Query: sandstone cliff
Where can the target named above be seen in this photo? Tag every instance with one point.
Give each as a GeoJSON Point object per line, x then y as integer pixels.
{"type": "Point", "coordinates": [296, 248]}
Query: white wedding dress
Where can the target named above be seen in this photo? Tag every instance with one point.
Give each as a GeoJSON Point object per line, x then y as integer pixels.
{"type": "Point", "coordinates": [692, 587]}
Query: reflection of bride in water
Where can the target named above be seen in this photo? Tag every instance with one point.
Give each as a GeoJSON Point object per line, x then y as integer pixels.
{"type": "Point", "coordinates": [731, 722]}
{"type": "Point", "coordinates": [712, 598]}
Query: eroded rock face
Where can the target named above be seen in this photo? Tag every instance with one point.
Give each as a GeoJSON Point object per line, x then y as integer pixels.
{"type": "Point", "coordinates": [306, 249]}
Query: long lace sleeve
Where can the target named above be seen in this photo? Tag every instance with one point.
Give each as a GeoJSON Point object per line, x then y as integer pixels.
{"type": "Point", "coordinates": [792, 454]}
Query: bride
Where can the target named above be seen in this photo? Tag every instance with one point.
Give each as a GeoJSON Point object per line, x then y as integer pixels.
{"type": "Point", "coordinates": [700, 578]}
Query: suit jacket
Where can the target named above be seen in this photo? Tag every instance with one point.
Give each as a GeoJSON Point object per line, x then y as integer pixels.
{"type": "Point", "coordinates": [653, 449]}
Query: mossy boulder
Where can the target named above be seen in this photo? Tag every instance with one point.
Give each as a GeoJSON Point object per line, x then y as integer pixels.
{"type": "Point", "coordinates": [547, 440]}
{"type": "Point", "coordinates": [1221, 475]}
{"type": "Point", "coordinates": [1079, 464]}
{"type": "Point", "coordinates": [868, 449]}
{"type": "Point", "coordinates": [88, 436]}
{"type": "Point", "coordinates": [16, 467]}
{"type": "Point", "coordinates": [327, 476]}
##############################
WORK TO DO -> Please copy out the listing above with every "Tag" swapped for "Mark", leaving the rest unchanged.

THE ANSWER ->
Query: sandstone cliff
Where can the target named above be seen in this photo? Mark every instance with one point.
Give each as a GeoJSON Point object per line, x then y as integer pixels.
{"type": "Point", "coordinates": [296, 248]}
Query: white wedding dress
Where can the target named above be seen in this photo? Mark every instance with one point.
Give each as a GeoJSON Point object per line, x then y as integer pixels.
{"type": "Point", "coordinates": [692, 587]}
Query: reflection of bride in water
Where can the target named above be seen in this photo? Mark every instance with one point.
Give each as a GeoJSON Point object per line, x then y as integer pixels.
{"type": "Point", "coordinates": [731, 722]}
{"type": "Point", "coordinates": [712, 598]}
Query: eroded rock face
Where can the target named above be seen in this photo? Mark every instance with one point.
Give each as a GeoJSON Point object per line, x then y as integer pixels.
{"type": "Point", "coordinates": [306, 249]}
Query: long lace sleeve
Where can the target named above be seen in this photo? Mark every instance with one point.
Give each as a GeoJSON Point object per line, x then y as integer pixels.
{"type": "Point", "coordinates": [792, 454]}
Query: bride
Where can the target named above be seen in this photo? Mark every instance with one point.
Give each as a GeoJSON Point object per line, x then y as integer pixels.
{"type": "Point", "coordinates": [700, 578]}
Query: suit jacket
Where can the target named above be seen in this photo? Mark every instance with one point.
Give each as a GeoJSON Point object per line, x then y as integer pixels.
{"type": "Point", "coordinates": [653, 449]}
Query: mossy boulder
Where can the target named above be seen in this photo? Mark every instance with one point.
Give each as a GeoJSON Point object per line, x then y as integer pixels.
{"type": "Point", "coordinates": [547, 440]}
{"type": "Point", "coordinates": [1221, 475]}
{"type": "Point", "coordinates": [1079, 464]}
{"type": "Point", "coordinates": [868, 449]}
{"type": "Point", "coordinates": [88, 436]}
{"type": "Point", "coordinates": [16, 467]}
{"type": "Point", "coordinates": [327, 476]}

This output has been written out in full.